— START —

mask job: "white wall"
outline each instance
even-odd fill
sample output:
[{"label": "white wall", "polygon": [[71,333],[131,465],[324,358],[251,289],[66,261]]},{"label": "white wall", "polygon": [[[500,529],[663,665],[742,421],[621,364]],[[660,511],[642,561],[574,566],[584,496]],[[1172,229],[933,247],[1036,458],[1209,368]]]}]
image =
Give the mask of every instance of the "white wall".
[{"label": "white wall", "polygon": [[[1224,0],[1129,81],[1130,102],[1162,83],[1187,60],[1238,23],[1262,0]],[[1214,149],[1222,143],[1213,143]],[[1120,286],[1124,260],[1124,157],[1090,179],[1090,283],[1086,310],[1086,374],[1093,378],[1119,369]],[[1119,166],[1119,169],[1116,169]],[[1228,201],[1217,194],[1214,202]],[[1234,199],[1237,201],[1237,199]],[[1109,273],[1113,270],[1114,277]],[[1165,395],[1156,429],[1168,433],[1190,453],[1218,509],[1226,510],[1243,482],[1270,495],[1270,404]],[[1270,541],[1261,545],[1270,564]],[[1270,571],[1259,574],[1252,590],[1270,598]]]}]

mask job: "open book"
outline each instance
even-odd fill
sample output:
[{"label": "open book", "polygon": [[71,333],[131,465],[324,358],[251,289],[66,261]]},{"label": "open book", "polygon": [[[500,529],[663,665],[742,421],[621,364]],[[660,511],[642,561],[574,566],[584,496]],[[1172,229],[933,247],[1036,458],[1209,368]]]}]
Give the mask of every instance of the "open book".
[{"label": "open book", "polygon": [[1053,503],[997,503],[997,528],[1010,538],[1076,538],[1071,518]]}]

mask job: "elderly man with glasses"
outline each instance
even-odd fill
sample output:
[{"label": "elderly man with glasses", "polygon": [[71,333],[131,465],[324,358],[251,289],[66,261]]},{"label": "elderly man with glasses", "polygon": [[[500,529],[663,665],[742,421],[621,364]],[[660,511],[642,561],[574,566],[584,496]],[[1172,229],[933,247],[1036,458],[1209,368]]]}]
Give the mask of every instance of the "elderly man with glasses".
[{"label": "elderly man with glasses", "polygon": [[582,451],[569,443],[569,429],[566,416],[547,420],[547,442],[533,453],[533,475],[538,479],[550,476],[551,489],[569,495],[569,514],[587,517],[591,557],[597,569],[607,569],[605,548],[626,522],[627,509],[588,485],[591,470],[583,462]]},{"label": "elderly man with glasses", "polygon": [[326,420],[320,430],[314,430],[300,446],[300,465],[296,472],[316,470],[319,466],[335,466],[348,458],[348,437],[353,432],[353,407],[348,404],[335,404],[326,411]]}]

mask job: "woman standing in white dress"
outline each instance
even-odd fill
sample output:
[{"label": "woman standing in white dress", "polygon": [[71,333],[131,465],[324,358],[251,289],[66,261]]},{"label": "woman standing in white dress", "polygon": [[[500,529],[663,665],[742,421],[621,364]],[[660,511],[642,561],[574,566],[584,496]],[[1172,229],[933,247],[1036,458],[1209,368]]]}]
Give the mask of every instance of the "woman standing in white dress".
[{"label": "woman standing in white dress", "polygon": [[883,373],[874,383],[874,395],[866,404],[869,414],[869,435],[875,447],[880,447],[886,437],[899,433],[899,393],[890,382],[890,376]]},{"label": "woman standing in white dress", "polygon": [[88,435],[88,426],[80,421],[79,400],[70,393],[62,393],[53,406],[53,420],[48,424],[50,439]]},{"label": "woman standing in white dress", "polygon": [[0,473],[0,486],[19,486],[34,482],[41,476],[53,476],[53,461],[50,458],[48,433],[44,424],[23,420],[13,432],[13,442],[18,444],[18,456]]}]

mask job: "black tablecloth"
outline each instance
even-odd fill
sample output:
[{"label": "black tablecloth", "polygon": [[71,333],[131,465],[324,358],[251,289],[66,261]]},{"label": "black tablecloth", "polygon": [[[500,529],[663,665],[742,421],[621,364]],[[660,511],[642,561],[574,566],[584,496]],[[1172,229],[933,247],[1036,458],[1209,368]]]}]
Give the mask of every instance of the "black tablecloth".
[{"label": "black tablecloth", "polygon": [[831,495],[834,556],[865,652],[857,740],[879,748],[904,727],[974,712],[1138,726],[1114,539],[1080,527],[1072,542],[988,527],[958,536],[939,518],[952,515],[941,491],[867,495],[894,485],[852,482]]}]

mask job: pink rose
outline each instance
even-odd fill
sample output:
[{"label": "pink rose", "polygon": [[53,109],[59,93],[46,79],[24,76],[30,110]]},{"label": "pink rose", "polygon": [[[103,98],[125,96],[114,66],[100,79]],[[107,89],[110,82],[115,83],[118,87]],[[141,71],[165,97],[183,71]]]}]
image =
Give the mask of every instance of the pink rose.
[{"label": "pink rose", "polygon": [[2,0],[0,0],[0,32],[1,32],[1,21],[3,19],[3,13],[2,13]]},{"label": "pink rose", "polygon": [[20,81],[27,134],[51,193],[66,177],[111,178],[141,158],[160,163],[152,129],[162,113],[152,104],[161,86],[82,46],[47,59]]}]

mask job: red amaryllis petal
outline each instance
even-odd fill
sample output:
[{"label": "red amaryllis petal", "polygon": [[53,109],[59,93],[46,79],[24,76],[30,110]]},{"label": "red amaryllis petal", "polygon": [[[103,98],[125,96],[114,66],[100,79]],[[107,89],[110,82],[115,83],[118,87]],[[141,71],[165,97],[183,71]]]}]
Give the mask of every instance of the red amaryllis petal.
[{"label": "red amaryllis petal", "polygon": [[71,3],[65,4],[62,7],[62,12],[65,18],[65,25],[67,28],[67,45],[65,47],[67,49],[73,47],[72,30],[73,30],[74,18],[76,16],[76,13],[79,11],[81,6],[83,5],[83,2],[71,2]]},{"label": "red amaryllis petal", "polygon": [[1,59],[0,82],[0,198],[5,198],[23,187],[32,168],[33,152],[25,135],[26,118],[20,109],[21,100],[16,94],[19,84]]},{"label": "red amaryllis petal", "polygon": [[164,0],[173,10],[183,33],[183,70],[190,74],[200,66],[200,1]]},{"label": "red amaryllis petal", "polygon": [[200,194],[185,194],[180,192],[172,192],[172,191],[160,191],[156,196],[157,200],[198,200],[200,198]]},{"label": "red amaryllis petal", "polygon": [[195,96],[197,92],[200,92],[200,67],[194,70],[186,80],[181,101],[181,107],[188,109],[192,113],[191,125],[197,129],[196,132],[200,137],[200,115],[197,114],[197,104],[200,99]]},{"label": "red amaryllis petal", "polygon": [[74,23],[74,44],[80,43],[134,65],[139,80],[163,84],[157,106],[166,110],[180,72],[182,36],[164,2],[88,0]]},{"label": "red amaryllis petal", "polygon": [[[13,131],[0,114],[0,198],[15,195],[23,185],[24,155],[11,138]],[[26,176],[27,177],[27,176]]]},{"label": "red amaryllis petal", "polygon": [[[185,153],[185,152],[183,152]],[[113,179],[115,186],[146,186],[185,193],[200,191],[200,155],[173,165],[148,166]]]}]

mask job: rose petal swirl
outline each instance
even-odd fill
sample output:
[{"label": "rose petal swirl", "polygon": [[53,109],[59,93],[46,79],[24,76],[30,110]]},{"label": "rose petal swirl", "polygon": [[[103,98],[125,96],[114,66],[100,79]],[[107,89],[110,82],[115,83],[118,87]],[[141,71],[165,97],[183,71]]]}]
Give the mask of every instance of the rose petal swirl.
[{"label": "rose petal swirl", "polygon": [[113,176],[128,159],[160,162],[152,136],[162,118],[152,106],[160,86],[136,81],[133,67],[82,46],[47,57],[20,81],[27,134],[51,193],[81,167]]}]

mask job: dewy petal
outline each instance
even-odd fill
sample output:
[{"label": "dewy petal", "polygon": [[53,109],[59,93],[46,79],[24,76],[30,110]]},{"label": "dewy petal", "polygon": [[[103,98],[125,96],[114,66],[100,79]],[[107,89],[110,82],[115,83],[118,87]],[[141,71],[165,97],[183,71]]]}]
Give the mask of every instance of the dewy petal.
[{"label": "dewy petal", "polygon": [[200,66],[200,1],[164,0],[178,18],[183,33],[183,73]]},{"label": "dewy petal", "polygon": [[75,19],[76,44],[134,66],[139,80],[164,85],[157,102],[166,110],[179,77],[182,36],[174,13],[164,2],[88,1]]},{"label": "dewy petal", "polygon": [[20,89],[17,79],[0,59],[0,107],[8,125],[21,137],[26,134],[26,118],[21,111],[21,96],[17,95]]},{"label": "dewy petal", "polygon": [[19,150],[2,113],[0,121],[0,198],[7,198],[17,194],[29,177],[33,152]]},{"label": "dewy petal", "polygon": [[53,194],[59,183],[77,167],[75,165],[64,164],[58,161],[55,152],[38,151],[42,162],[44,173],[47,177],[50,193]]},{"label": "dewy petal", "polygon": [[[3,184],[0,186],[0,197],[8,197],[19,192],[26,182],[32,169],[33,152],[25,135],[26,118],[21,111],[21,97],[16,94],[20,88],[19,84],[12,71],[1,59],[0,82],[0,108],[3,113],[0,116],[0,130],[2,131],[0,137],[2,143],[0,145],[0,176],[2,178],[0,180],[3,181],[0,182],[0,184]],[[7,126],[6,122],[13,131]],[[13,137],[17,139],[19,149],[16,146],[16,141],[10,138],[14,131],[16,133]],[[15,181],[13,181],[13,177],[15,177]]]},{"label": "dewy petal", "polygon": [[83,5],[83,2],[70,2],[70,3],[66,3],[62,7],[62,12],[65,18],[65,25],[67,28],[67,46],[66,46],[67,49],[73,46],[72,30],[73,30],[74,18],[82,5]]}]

— END —

◆ WHAT THE TASK ASKS
Pick out every line of the items above that holds the word "amaryllis", matching its case, and copy each one.

◆ TASK OUTPUT
mask job: red amaryllis petal
[{"label": "red amaryllis petal", "polygon": [[53,109],[59,93],[46,79],[24,76],[30,110]]},{"label": "red amaryllis petal", "polygon": [[[103,98],[125,96],[114,66],[100,79]],[[107,89],[110,82],[115,83],[118,87]],[[141,71],[165,97],[183,71]]]}]
Give the mask of every instance of the red amaryllis petal.
[{"label": "red amaryllis petal", "polygon": [[71,3],[65,4],[62,7],[62,12],[65,18],[65,25],[67,28],[67,45],[65,47],[67,49],[73,47],[72,30],[73,30],[74,18],[76,16],[76,13],[79,11],[81,6],[83,5],[83,2],[71,2]]},{"label": "red amaryllis petal", "polygon": [[1,59],[0,82],[0,198],[5,198],[23,187],[32,168],[33,152],[25,135],[26,118],[20,109],[21,100],[16,94],[19,84]]},{"label": "red amaryllis petal", "polygon": [[164,0],[173,10],[183,33],[183,70],[190,74],[200,66],[200,1]]},{"label": "red amaryllis petal", "polygon": [[200,194],[185,194],[180,192],[172,192],[172,191],[160,191],[156,196],[157,200],[198,200],[200,198]]},{"label": "red amaryllis petal", "polygon": [[195,96],[197,92],[200,92],[200,67],[194,70],[186,80],[181,101],[181,107],[188,109],[192,113],[191,125],[197,129],[196,132],[200,137],[200,115],[197,114],[197,104],[200,99]]},{"label": "red amaryllis petal", "polygon": [[74,23],[74,44],[80,43],[134,65],[139,80],[163,84],[157,106],[166,110],[180,72],[182,36],[164,2],[88,0]]},{"label": "red amaryllis petal", "polygon": [[[13,131],[0,114],[0,198],[15,195],[23,185],[24,155],[11,138]],[[26,176],[27,177],[27,176]]]},{"label": "red amaryllis petal", "polygon": [[[185,153],[185,152],[183,152]],[[113,179],[115,186],[146,186],[185,193],[200,191],[200,155],[173,165],[148,166]]]}]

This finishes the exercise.